» Task to complete: Copy the entries below exactly, but only from the line containing "pixel 195 281." through the final line.

[Extracted entries Boundary: Start]

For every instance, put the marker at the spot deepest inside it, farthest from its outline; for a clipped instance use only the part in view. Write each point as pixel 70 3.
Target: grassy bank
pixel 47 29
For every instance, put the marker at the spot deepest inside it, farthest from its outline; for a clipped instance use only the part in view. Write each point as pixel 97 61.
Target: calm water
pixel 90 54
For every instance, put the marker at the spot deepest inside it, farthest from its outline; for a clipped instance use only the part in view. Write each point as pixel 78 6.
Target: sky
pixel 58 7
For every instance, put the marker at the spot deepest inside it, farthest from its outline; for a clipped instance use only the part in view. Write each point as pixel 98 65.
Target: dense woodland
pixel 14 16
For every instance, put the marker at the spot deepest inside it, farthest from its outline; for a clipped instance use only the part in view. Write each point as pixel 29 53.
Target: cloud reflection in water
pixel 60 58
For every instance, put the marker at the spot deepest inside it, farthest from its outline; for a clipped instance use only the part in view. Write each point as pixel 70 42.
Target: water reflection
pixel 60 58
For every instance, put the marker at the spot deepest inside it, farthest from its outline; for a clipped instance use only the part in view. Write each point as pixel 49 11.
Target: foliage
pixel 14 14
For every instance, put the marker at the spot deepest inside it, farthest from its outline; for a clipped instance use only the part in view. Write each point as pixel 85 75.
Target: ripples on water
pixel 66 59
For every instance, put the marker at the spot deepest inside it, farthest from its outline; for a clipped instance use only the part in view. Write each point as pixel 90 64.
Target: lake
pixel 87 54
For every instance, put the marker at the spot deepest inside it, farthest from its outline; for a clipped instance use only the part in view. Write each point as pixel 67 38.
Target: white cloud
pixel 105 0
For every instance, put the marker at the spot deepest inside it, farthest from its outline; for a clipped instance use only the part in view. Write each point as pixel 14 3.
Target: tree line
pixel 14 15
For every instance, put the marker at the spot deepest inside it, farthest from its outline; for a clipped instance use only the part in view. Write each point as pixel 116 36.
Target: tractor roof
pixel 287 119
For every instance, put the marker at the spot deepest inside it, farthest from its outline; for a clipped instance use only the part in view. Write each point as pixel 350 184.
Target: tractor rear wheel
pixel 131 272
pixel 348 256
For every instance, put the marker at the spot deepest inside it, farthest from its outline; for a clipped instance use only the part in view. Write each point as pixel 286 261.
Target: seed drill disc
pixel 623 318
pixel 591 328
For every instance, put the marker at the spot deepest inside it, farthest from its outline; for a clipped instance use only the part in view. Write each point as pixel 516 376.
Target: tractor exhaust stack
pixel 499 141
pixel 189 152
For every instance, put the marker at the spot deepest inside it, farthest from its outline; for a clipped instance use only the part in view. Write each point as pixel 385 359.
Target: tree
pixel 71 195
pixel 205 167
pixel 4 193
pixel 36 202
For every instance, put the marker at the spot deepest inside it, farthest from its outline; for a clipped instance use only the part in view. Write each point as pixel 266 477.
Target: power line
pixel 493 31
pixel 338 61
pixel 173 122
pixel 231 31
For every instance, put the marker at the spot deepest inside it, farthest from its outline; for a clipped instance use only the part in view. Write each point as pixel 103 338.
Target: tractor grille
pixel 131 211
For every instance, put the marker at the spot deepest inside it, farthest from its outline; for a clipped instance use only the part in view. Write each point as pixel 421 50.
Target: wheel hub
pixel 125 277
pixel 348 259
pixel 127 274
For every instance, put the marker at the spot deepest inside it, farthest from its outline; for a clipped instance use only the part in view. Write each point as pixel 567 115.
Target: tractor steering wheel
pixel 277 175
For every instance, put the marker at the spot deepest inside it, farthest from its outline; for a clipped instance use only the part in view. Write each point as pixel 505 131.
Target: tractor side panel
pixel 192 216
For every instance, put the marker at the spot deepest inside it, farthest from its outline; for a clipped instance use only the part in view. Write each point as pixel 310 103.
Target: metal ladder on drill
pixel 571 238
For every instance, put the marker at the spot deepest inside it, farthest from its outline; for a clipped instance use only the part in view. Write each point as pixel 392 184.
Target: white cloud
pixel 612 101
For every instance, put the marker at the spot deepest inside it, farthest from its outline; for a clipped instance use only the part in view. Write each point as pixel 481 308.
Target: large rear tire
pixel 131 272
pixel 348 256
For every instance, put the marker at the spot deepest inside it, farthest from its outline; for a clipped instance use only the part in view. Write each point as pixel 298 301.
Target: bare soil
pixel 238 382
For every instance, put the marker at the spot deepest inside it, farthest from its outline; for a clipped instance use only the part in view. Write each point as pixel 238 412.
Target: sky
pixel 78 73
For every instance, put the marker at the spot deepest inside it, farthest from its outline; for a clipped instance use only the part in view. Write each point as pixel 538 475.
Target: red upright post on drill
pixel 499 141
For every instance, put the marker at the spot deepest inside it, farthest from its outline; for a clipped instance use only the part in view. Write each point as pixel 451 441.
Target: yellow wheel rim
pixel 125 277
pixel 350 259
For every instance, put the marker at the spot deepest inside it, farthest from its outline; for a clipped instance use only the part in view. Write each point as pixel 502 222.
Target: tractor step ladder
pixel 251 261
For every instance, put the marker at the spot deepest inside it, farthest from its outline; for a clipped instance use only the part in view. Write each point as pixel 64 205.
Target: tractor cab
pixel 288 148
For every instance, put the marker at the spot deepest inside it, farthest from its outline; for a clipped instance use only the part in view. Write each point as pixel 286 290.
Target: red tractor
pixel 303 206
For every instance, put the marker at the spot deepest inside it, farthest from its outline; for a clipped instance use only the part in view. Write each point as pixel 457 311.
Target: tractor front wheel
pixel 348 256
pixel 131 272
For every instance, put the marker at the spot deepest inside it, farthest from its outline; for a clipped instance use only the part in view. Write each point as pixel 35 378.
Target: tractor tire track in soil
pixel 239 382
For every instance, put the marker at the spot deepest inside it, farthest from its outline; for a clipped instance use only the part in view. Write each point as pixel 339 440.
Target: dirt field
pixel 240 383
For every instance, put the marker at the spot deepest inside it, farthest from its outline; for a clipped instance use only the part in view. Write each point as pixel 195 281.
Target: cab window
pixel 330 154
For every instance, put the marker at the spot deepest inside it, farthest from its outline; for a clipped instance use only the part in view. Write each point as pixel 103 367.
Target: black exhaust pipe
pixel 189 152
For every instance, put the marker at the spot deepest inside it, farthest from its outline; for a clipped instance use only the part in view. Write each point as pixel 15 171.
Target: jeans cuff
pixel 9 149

[Extracted entries Boundary: End]

» Finished exercise:
For every instance, put the marker at the spot deepest inside it, farthest from its outline; for a clipped instance use only the part in view. Write each point as pixel 195 281.
Target: cab window
pixel 330 154
For every instance, put the marker at the spot deepest inside it, farthest from its outline; for a clipped instance use only the part in view. Write each point as pixel 103 367.
Target: black exhaust pipe
pixel 189 152
For every instance, put the marker at the spot deepest inside it, farthest from its outline; for a clipped instance use only the part in view. Write each point as pixel 15 171.
Target: jeans cuff
pixel 9 149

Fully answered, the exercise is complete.